Document text:
---------------
Reputation: 213
I have a data file of two columns ('date' and 'user'):
date1 user1
date1 user1
date1 user2
date2 user1
date2 user2
...
I need to find how many times each unique user did the action at the certain date. I know I could use unique() function to find the whole distinct users and after to run the for loop through all the rows, check if equal and then sum up, but the problem is that I have more than 8mln rows and to run double loop it would be too expensive.
Is there any other way to count occurrences of date for each user?
Upvotes: 2
Views: 2598
Reputation: 19880
Please always state what are the data types you are dealing with, better with an example.
I assume both users and dates are strings combined in a cell array.
---------------
Problem to solve: Please return the forum thread's passage verbatim, starting at "I need to find" and ending at "for each user?".

Available data:
---------------
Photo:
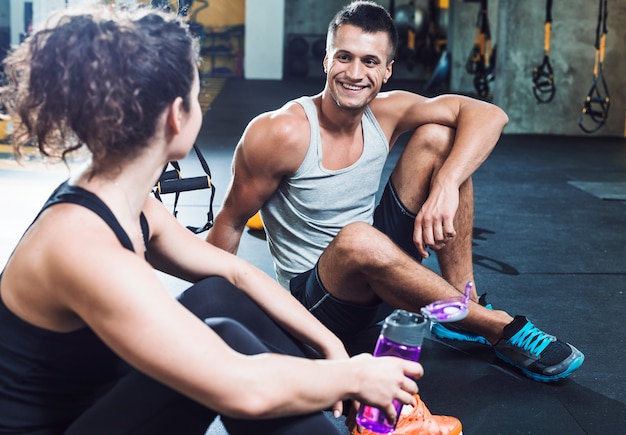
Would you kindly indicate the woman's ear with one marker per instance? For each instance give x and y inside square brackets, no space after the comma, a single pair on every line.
---------------
Exercise solution:
I need to find how many times each unique user did the action at the certain date. I know I could use unique() function to find the whole distinct users and after to run the for loop through all the rows, check if equal and then sum up, but the problem is that I have more than 8mln rows and to run double loop it would be too expensive.
Is there any other way to count occurrences of date for each user?